**PASSAGE SHOWN:**
▼▼▼

Recently, I read an article here on HN which proclaimed that the best use of
CS/IT knowledge is in non-CS positions. Use it as your secret weapon; use it
to gain an advantage in your everyday life. Now, most ME majors nowadays have
some rudimentary functional programming experience but I'm hoping that
sentiment will still hold true.

As far as client work goes, all my development work is through the Facebook
Platform (apps and whatnot) so I've built up a reputation on their developer
forums and can pretty easily secure work based solely on that. I think the
main hurdle with web development is that nearly everyone has a website these
days. You might consider checking out some of your local companies and seeing
which have poor websites and going from there. Otherwise, try to become a well
known and reputable member somewhere online.

------
devotion
About to leave University (BSc Software Engineering. 3 exams left, all this
month).

▲▲▲

**RECORDS:**
▼▼▼

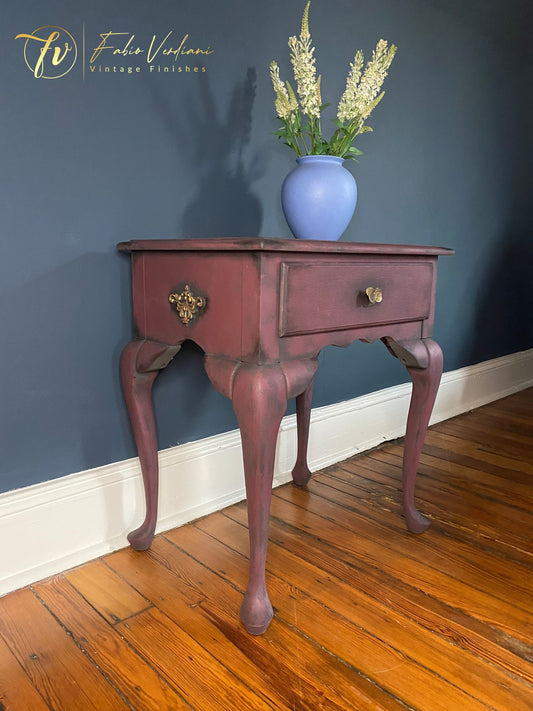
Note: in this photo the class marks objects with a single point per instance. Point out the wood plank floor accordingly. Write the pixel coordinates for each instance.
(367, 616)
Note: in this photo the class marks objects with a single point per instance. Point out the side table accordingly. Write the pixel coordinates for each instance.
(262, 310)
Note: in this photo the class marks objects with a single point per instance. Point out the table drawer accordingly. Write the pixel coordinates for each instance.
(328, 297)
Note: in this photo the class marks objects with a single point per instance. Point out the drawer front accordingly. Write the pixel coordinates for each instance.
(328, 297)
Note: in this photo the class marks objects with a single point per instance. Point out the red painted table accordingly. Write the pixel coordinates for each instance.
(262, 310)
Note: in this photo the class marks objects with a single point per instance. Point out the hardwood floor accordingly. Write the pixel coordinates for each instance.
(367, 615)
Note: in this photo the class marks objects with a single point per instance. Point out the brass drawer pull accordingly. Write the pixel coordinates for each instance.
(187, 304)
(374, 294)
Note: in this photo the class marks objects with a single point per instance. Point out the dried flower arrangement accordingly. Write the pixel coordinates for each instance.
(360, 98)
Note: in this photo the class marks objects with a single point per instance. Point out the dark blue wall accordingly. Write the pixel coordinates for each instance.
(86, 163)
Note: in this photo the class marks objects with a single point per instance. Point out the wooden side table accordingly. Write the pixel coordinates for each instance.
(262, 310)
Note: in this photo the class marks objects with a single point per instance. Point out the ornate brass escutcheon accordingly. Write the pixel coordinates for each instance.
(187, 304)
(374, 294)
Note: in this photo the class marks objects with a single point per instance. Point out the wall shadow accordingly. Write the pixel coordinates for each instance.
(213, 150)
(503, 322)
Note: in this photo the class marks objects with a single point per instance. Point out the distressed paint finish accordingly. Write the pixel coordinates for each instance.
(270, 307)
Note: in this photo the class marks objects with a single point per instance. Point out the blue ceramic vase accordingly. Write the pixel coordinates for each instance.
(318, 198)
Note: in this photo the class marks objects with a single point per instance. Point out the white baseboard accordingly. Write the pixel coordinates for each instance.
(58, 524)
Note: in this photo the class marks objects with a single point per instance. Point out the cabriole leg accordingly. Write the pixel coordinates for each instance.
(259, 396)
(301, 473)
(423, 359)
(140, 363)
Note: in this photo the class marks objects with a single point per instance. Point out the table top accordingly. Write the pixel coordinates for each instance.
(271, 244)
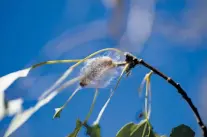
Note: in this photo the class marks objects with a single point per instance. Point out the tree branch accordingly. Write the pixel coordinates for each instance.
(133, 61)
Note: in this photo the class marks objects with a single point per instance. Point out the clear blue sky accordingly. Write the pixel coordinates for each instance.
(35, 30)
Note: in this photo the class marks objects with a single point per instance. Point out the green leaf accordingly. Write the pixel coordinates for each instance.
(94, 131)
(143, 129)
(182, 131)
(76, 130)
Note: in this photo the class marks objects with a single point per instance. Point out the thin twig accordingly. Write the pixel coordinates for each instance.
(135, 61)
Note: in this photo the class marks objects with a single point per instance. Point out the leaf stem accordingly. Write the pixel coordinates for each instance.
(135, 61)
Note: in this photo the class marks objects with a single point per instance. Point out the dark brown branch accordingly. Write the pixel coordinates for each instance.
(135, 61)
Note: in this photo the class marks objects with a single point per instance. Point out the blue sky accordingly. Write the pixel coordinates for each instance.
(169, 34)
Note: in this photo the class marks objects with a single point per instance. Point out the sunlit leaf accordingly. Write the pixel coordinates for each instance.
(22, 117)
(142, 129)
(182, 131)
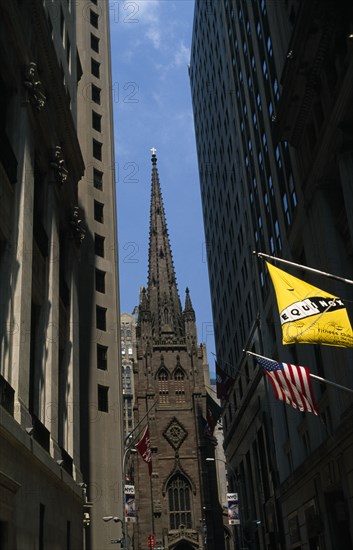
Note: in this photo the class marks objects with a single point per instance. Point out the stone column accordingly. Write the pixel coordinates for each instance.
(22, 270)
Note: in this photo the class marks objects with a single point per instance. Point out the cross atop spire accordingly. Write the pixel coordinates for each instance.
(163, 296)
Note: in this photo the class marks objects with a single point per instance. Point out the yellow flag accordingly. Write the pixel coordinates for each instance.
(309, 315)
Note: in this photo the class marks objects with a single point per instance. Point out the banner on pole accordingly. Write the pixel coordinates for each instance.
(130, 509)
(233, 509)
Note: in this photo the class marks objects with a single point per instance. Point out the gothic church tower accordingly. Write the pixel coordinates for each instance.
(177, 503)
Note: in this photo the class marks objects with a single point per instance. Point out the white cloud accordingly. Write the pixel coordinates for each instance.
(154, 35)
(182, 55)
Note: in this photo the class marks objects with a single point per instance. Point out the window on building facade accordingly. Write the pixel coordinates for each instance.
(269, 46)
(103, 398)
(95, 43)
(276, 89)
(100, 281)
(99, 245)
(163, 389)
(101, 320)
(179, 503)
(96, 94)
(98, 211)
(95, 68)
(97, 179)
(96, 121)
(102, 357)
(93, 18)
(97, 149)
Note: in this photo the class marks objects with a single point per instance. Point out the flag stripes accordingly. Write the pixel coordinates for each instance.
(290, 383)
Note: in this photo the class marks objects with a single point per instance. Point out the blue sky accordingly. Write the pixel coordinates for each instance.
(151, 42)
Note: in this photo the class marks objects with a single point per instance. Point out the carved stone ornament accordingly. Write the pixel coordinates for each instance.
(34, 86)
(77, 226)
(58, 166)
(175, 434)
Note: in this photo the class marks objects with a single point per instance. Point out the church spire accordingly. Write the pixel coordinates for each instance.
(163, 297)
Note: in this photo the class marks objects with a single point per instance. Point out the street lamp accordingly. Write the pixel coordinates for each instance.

▲▲▲

**TASKS TO CARRY OUT:**
- a) In the forum thread, why does the writer find it easy to secure client work? Answer in one to three sentences.
- b) Pick up the forum thread after its final sentence and continue it.

**EXERCISE RESULTS:**
- a) All of the writer's development work is done through the Facebook Platform, so the writer has built up a reputation on its developer forums. That reputation alone is enough to secure work fairly easily.

- b)
I have a job secured in the security field and have a personal wiki full of
projects that I want to do on the side. One of which is in the planning stages
as I type this.

Looking forward to see what the next 12 months hold.

------
jiaaro
I'm graduating with a BA in Economics.

Plans: I'll be writing software... like I have for the past 2 years ;)

------
kobs
BS in CS. Graduated about a week ago from UF. Going to work for a bookstore.

------
adam-_-
Graduating in June. Perl developer for an ecommerce company in London.

------
shadowz
Graduating in June from high school. Going into computer science.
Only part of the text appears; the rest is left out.